#### Task requirements:
For each line below with the word "lower", write out a copy.

[Saved entries]
------------------------

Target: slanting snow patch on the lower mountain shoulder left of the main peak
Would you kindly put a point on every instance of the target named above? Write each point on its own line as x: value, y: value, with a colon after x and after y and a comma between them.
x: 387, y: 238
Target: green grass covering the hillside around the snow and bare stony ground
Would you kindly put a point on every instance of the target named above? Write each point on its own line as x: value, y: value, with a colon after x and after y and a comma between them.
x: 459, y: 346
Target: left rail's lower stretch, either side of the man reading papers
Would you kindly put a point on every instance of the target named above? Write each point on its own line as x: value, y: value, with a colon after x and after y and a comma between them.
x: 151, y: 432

------------------------

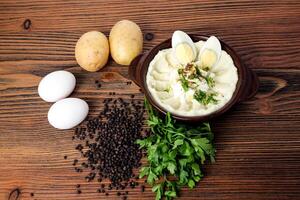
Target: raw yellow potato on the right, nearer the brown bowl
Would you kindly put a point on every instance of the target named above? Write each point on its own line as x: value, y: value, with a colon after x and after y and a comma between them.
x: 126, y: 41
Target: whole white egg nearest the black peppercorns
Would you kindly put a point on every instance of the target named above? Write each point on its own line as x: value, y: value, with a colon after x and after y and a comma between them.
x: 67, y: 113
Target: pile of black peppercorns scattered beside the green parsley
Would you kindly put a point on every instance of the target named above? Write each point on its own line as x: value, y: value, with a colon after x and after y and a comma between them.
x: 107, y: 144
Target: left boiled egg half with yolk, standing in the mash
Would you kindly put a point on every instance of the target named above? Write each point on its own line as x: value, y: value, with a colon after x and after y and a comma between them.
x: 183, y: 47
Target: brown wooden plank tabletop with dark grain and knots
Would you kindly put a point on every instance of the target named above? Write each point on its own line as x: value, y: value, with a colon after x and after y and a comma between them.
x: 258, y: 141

------------------------

#### Written answer:
Target: slanting snow patch on the lower mountain shoulder left of the main peak
Target: left rail's lower stretch, either side of the man reading papers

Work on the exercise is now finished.